> [To be done] Copy the Gluster mailing-list message below about throttling on the bricks word for word, from its subject line through its last sentence.

[Gluster-devel] Throttling xlator on the bricks

Wed Mar 9 03:15:35 UTC 2016

On 02/13/2016 09:06 AM, Pranith Kumar Karampuri wrote:
>
>
> On 02/13/2016 12:13 AM, Richard Wareing wrote:
>> Hey Ravi,
>>
>> I'll ping Shreyas about this today.  There's also a patch we'll need 
>> for multi-threaded SHD to fix the least-pri queuing.  The PID of the 
>> process wasn't tagged correctly via the call frame in my original 
>> patch.  The patch below fixes this (for 3.6.3), I didn't see 
>> multi-threaded self heal on github/master yet so let me know what 
>> branch you need this patch on and I can come up with a clean patch.
>
> Hi Richard,
>          I reviewed the patch and found that the same needs to be done 
> even for ec. So I am thinking if I can split it out as two different 
> patches, 1 patch in syncop-utils which builds the functionality of 
> parallelization. Another patch which uses this in afr, ec. Do you mind 
> if I give it a go? I can complete it by end of Wednesday.

Richard,
        After starting this work, I found a few things we can improve in 
this patch based on the results we got in testing.
1) We are reading all the indices before we launch self-heals. In some 
customer cases I worked on there were almost 5million files/directories 
that needed heal. With such a big number self-heal daemon will be OOM 
killed if we go this route. So I modified this to launch heals based on 
a queue length limit.

> [Record set]
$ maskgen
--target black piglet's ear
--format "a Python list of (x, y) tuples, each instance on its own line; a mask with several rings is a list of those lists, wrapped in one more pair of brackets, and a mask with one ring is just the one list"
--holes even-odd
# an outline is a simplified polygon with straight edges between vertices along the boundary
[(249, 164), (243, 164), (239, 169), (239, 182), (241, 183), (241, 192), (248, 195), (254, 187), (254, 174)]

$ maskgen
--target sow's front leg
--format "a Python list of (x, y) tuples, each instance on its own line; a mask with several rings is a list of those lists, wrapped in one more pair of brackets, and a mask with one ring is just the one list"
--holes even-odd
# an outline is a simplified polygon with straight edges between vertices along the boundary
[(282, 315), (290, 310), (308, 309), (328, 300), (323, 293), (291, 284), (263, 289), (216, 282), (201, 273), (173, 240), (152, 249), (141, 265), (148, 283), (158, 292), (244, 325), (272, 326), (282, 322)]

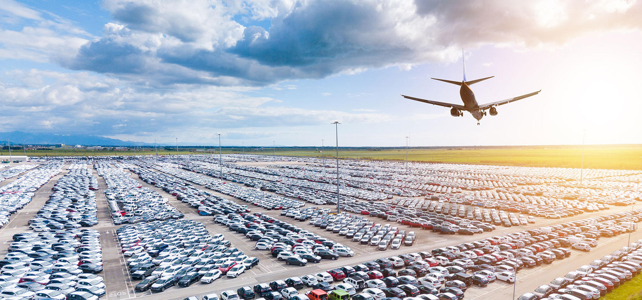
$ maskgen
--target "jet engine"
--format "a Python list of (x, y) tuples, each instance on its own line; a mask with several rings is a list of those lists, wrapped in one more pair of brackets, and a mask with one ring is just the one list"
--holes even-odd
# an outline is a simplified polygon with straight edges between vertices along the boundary
[(459, 109), (457, 109), (456, 108), (455, 108), (455, 107), (453, 107), (453, 108), (450, 109), (450, 115), (451, 116), (461, 116), (462, 114), (463, 114), (462, 113), (462, 111), (460, 111)]
[(497, 115), (497, 109), (495, 108), (495, 107), (490, 107), (490, 109), (489, 109), (489, 113), (490, 113), (491, 116), (496, 116)]

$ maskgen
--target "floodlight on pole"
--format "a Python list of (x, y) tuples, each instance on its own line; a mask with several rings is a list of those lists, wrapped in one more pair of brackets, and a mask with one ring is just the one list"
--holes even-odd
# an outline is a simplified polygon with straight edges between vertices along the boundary
[(584, 178), (584, 139), (586, 138), (586, 129), (584, 130), (582, 134), (582, 164), (580, 166), (580, 186), (582, 186), (582, 180)]
[(9, 145), (9, 162), (11, 162), (13, 159), (11, 158), (11, 142), (9, 141), (9, 139), (6, 139), (6, 143)]
[(406, 173), (408, 173), (408, 136), (406, 137)]
[[(642, 205), (642, 204), (634, 204), (633, 205), (632, 205), (631, 206), (631, 212), (633, 212), (633, 209), (634, 209), (636, 206), (639, 206), (639, 205)], [(629, 245), (631, 244), (631, 232), (634, 230), (634, 228), (633, 228), (634, 226), (633, 225), (634, 225), (633, 221), (629, 221), (629, 241), (627, 242), (627, 260), (629, 259)]]
[(321, 159), (323, 158), (323, 139), (321, 139)]
[(221, 181), (223, 181), (223, 150), (221, 150), (221, 134), (218, 134), (218, 167), (221, 171)]
[(338, 121), (333, 123), (334, 124), (334, 134), (336, 138), (336, 213), (341, 212), (341, 197), (339, 196), (339, 123)]

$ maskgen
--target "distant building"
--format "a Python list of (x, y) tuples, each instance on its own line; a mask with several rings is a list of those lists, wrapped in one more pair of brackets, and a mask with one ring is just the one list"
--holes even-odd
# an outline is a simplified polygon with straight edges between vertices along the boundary
[(10, 161), (9, 155), (0, 155), (1, 162), (27, 161), (29, 157), (24, 155), (11, 155)]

> [Task output]
[Gluster-devel] Throttling xlator on the bricks

Wed Mar 9 03:15:35 UTC 2016

On 02/13/2016 09:06 AM, Pranith Kumar Karampuri wrote:
>
>
> On 02/13/2016 12:13 AM, Richard Wareing wrote:
>> Hey Ravi,
>>
>> I'll ping Shreyas about this today.  There's also a patch we'll need 
>> for multi-threaded SHD to fix the least-pri queuing.  The PID of the 
>> process wasn't tagged correctly via the call frame in my original 
>> patch.  The patch below fixes this (for 3.6.3), I didn't see 
>> multi-threaded self heal on github/master yet so let me know what 
>> branch you need this patch on and I can come up with a clean patch.
>
> Hi Richard,
>          I reviewed the patch and found that the same needs to be done 
> even for ec. So I am thinking if I can split it out as two different 
> patches, 1 patch in syncop-utils which builds the functionality of 
> parallelization. Another patch which uses this in afr, ec. Do you mind 
> if I give it a go? I can complete it by end of Wednesday.

Richard,
        After starting this work, I found a few things we can improve in 
this patch based on the results we got in testing.
1) We are reading all the indices before we launch self-heals. In some 
customer cases I worked on there were almost 5million files/directories 
that needed heal. With such a big number self-heal daemon will be OOM 
killed if we go this route. So I modified this to launch heals based on 
a queue length limit.